--- Selected excerpt ---

Best of both cultures
Nunavut’s assistant deputy minister of justice, Rebecca Williams, provided us this week with a reminder of something that is still too often ignored when people talk about issues related to justice and corrections.
At a press conference called to release a report on Nunavut’s justice system done by the Nunavut Social Development Council, Williams described how Inuit felt when fly-in, fly-out court parties first invaded Nunavut’s small communities. “They would come in, talk about something, then take somebody away.”
She said that in those days, Inuit who showed up in court felt the same way as people who show up at a square dance without knowing how to dance — clumsy, awkward, not knowing how to act or what to do.
But that is changing. “I think there are Inuit in the communities who can take part in the dance now,” Williams said, referring to the work of Justice Beverly Browne, who brought a new approach to her work when she served as a territorial court judge within the old Northwest Territories court system,
Over the past two weeks, we’ve been presented with overwhelming evidence to show that this is true, not the least of which is the high-quality report on corrections produced by the planning committee that Williams belongs to.
The report is the product of a thoughtful balance between two ways of looking at justice that not so long ago were considered irreconcilable — the Inuit way and the Qallunaat way.

--- Information ---

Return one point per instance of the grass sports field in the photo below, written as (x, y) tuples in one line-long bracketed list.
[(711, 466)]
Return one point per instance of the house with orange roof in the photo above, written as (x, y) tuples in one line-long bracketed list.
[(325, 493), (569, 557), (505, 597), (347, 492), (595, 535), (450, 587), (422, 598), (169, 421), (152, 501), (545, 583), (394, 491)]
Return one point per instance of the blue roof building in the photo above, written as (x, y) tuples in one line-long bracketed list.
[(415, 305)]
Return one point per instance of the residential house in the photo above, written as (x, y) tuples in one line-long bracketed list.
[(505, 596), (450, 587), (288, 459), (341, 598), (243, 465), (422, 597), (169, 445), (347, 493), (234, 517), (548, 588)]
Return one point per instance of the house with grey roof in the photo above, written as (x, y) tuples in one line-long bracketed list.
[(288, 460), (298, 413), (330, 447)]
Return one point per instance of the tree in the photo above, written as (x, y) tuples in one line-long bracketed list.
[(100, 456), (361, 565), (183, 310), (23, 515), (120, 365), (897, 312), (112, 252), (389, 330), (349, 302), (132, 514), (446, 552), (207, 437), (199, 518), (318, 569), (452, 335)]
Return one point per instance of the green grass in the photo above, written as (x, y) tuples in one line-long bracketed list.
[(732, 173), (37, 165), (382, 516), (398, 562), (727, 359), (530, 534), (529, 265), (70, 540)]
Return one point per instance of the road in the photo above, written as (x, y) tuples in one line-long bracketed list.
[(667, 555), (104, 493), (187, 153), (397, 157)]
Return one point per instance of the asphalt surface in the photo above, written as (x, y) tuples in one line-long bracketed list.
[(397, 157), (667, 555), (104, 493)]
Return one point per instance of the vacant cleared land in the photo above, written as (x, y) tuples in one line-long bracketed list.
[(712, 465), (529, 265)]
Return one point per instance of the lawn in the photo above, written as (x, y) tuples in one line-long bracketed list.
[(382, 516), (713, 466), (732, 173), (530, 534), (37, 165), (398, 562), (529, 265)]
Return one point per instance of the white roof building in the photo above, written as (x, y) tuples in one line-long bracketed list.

---

In the "Best of both cultures" text above, which organization did the report on Nunavut's justice system that was released at the press conference?

**Solution to this problem:** The Nunavut Social Development Council.